Please put the rows below into a two-column CSV headed input and output, one CSV line for each row. Put the text in input and its answer in output, each inside double quotes with line breaks replaced by spaces.

__________________________________________________

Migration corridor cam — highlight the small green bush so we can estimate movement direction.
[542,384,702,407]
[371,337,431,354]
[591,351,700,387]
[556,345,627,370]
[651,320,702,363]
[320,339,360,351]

__________________________________________________

- **WRITTEN ANSWER**:
input,output
"Migration corridor cam — highlight the small green bush so we can estimate movement direction.","[542,384,702,407] [371,337,431,354] [591,351,700,387] [556,345,627,370] [651,320,702,363] [320,339,360,351]"